## WHAT YOU NEED TO DO
Reproduce the records with every occurrence of "column" renamed to "x", leaving everything else unchanged.

## LISTED RECORDS
<<<<

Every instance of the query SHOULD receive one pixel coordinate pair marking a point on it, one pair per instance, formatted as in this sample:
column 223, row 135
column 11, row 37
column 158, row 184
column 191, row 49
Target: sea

>>>>

## EXERCISE ANSWER
Every instance of the query SHOULD receive one pixel coordinate pair marking a point on it, one pair per instance, formatted as in this sample:
x 223, row 135
x 11, row 37
x 158, row 184
x 191, row 49
Target: sea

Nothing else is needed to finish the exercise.